> 課題 1
原文の注記で「形式昇格」の例として挙げられている衣服は何か。

> 原文
織りあがってきたこの帯を最初に目にした時、その意匠から「小袖」のイメージが頭に浮かびました。
平安時代の貴族女房の装束は「襲ね色」といって幾色かの「袿」を重ね着し、複雑な色の重なりの妙、美しさを表現するものでした。しかし時代の動きの中で、衣服には軽い・動きやすいといった機能性(機能美)もまた求められるようになっていきました。
そうして生まれた「小袖」は、直接肌の上に着る下着だったものが表衣脱皮*1し形式昇格*2した結果、美しさが求められるようになりました。幾重にも衣を重ねるのではなく、一重着(ひとえぎ)であるがゆえに、意匠と技が小袖に集中したのです。

また、同時に「自由な創造」というイメージも湧きました。
装束や襲ね色というと、身分と、身分による制約(色にも衣服の形にも)がつきまといます。しかしこの帯の名にもある「桃山」という時代の自由な空気感。活気。乱世からの解放、人々が泰平の世を享楽しているという感じ……。桜と菊が天真爛漫に描かれたこの帯から、そういったイメージが浮かんできました。

あるいはもともと下着だったものが「表着」となったことによって、女性の肉体美というものが再認識されたのではないか。そんな考えも持ちました。桃山という時代に、人々はあらためて女性の肉体の美しさや妖しさに酔いしれたかも知れません。

乱世から解放され、小袖に見惚れ、それを身に纏う人間の精神も解放された時代。そんな時代が一つの文化、日本美を形成したのかも知れない。この帯を見て、そんなことを想いました。


*1表衣脱皮とは、服飾の変遷の原則のひとつで、もともと下着だったものが表衣化する変化のこと。たとえば十二単から小袖へ移行する変化、Tシャツやタンクトップが下着から普段着へとして認知されていく変化のことをいう。

*2形式昇格とは、下位にある形式が、上位にある形式に取って代わっていく変化のこと。たとえば狩衣はもともと庶民のお洒落着であったものが、のちに貴族の日常着となった。

> 課題 2
レコードのうち「the hat brim」を含む行から「x=204 y=243」を含む行までを、両端の行も含めてそのまま書き写せ。

[位置アノテーションデータセット抜粋]
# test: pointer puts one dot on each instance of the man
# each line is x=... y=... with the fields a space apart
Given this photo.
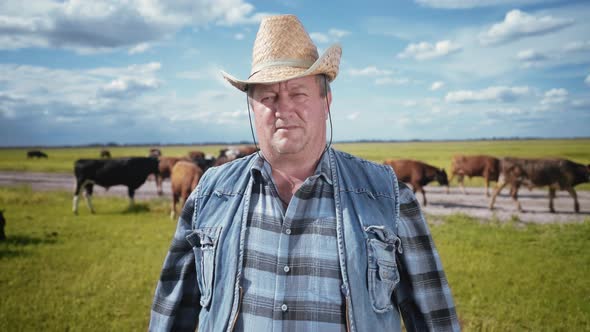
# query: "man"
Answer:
x=300 y=237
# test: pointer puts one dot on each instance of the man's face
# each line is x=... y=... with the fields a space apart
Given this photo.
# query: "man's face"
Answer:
x=290 y=116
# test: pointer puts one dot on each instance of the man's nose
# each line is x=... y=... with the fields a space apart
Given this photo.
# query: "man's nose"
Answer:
x=284 y=104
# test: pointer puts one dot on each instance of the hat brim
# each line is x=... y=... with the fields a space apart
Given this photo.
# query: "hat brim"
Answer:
x=328 y=64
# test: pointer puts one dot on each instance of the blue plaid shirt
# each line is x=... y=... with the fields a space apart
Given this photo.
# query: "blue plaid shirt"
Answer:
x=291 y=270
x=277 y=274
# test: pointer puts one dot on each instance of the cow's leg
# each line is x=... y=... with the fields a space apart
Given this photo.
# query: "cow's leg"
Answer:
x=450 y=180
x=499 y=186
x=572 y=192
x=551 y=197
x=76 y=196
x=173 y=206
x=487 y=184
x=88 y=186
x=514 y=194
x=131 y=193
x=159 y=181
x=461 y=183
x=421 y=189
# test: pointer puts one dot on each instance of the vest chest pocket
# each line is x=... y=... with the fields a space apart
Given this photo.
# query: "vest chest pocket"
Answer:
x=382 y=271
x=204 y=243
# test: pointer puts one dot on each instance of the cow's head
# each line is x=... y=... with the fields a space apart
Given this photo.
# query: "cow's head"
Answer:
x=441 y=177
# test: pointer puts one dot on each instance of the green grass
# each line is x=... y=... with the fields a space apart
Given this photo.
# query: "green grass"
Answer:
x=98 y=272
x=435 y=153
x=512 y=277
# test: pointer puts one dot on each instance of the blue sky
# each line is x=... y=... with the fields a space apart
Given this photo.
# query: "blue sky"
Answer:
x=145 y=71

> 結果 1
狩衣。もとは庶民のお洒落着だったが、のちに貴族の日常着となった。

> 結果 2
# test: pointer puts one dot on each instance of the hat brim
# each line is x=... y=... with the fields a space apart
Given this photo.
# query: "hat brim"
Answer:
x=328 y=64
# test: pointer puts one dot on each instance of the blue plaid shirt
# each line is x=... y=... with the fields a space apart
Given this photo.
# query: "blue plaid shirt"
Answer:
x=291 y=270
x=277 y=274
# test: pointer puts one dot on each instance of the cow's leg
# each line is x=... y=... with the fields a space apart
Given this photo.
# query: "cow's leg"
Answer:
x=450 y=180
x=499 y=186
x=572 y=192
x=551 y=197
x=76 y=196
x=173 y=206
x=487 y=184
x=88 y=186
x=514 y=194
x=131 y=193
x=159 y=181
x=461 y=183
x=421 y=189
# test: pointer puts one dot on each instance of the vest chest pocket
# each line is x=... y=... with the fields a space apart
Given this photo.
# query: "vest chest pocket"
Answer:
x=382 y=271
x=204 y=243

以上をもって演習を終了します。